Exercise instructions:
**1.** Rewrite the holiday blog post from the part that opens with "I have been a" through the part that closes with "a loved one.", swapping "holiday parties" for "holiday dinners".
**2.** In the holiday blog post, what song does the high school brass band play on East 86th Street?

Document segment:
I have been a bit silent as a blogger over this past month. I have a list of To Do’s regarding topics I want to get to, but my mojo isn’t flowing. It could be the general busyness of this time of year – more work to do as I wind up the semester as an educator. More social events in the form of holiday parties and get togethers. More errands to run, more planning and preparation to do for guests arriving from afar (No not the Three Kings!). It could be due to the need to be present for the many plot twists affecting myself, family and friends lately. Health issues put a crimp in my creativity wiring, whether they are mine or those of a loved one.
But despite the hustle and bustle and items added to my plate, I have been making time every day to enjoy the spirit of the holidays. It is the simple stuff really – taking a moment to enjoy the Christmas lights in the city – having holiday tea with a dear friend – buying a gingerbread house in an old time bakery in Brooklyn – enjoying a rare treat of fattening eggnog – inhaling that wonderful pine scent as I walk past sidewalk Christmas Tree vendors – Stopping to hear a high school brass band play Silver Bells on East 86th Street on the longest day of the year – Watching holiday movies on TV and attending a college production of a favorite Christmas opera Amahl and the Night Visitors.
Strangely, these are the same things that cause my eyes to sting as I blink back tears. The joy is laced with the sorrow of worries and losses that intrude their way into the joy. But there is another odd twist here. As much as my enjoyment can be tinged with some sadness, joy also pushes its way into the most painful moments. It is there as I listen to my students share how they will spend their holidays (many of them visiting and caring for people suffering loss). It is there as I see a group of friends weave a web of support around a single parent coping with a lengthy hospitalization. It is there in my friends’ use of humor as they cope with illness and loss in their lives. It is there in the strength and calm I see modeled by my parents. It is there in the presence of longtime friends who travel far to spend time with us, even as they miss their mom and wife who died way too early at this time of year. It is there in listening to a friend who is a round-the-clock caregiver tell me about unexpected holiday outreach from neighbors. It is there in sitting with the extended family of a friend as they fill the waiting room with laughter and stories while their wife/daughter/sister/ is in surgery for cancer. It is there in missing my close friend who has been busy caring for her partner who survived a life threatening illness. It is there in my own neighbor who offers to walk my dog when she herself just survived a heart attack. It is there in knowing that there are people like the White Helmets, risking their own lives to rescue others buried in bomb induced rubble.
So I say let the tears and laughter flow together. Don’t try to parse it out – there is no need. As long as you have some tissues handy, feel all of your feelings of desperation and hope — share them with others so that they may know they are not alone. Light those candles. This is what it means to be human.

Material provided:
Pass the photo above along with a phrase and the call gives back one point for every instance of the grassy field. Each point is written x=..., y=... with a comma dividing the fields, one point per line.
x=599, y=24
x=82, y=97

Solutions below:
**1.**
I have been a bit silent as a blogger over this past month. I have a list of To Do’s regarding topics I want to get to, but my mojo isn’t flowing. It could be the general busyness of this time of year – more work to do as I wind up the semester as an educator. More social events in the form of holiday dinners and get togethers. More errands to run, more planning and preparation to do for guests arriving from afar (No not the Three Kings!). It could be due to the need to be present for the many plot twists affecting myself, family and friends lately. Health issues put a crimp in my creativity wiring, whether they are mine or those of a loved one.

**2.** Silver Bells